• **Passage**

The Toughest Job

by Maureen Cooper
Being a parent is perhaps both the most joyful and most painful experience in all of life. It is an extremely important job that requires no formal training, has no guaranteed outcomes, requires being on-call 24/7 and never ends.

Although we are professional counselors and have studied child development, parenting techniques, and dealing with special issues, we all agree that our greatest expertise comes from being parents ourselves. Among us, we have nineteen children: ten boys and nine girls with ages spanning from one to thirty. Two are step-children. We have been single parents at times and have had to face the challenges of blending families at others.

Some of us have had to advocate for services in the schools for our special needs children, and have even moved so they could get the education they needed. Some have ADHD, learning disabilities, anxiety, obsessive-compulsive disorder, and depression. Some have experienced the pain of sexual abuse, and we as parents have dealt with the whirlwind of emotions and legal problems of that, as well as helping our children through the post-traumatic stress disorder that is a by-product.

• **Set of tasks**
A: Please quote from the parenting essay above, beginning at the words "The Toughest Job" and stopping after "and never ends.".
B: Extend the essay on parenting above, picking up right after its last sentence.

• **Rows from a pointing dataset**
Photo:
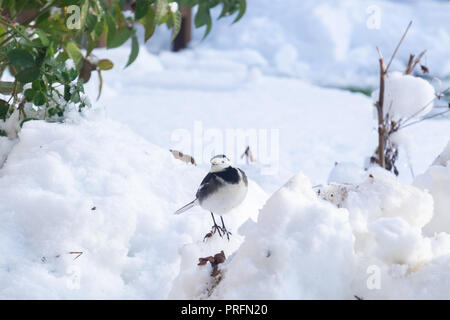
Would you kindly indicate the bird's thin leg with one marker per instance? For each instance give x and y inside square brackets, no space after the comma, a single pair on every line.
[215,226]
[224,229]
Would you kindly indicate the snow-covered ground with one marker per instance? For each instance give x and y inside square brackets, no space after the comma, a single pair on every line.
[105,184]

--

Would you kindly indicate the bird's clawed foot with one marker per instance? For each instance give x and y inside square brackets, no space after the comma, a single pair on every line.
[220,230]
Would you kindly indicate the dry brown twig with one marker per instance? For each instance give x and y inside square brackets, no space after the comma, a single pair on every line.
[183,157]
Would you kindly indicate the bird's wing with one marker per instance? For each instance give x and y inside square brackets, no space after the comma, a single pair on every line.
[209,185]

• **Task responses**
A:
The Toughest Job

by Maureen Cooper
Being a parent is perhaps both the most joyful and most painful experience in all of life. It is an extremely important job that requires no formal training, has no guaranteed outcomes, requires being on-call 24/7 and never ends.

B:
We have walked with them through spiritual crises and the trials of dating and having relationship problems. We have withstood teen rebellion and have had many sleepless nights. Our knees have become calloused and our prayer lives improved because of them. We’ve felt helpless in the face of them getting into bad relationships, or becoming addicted to drugs to the point of disappearing into the world of the homeless.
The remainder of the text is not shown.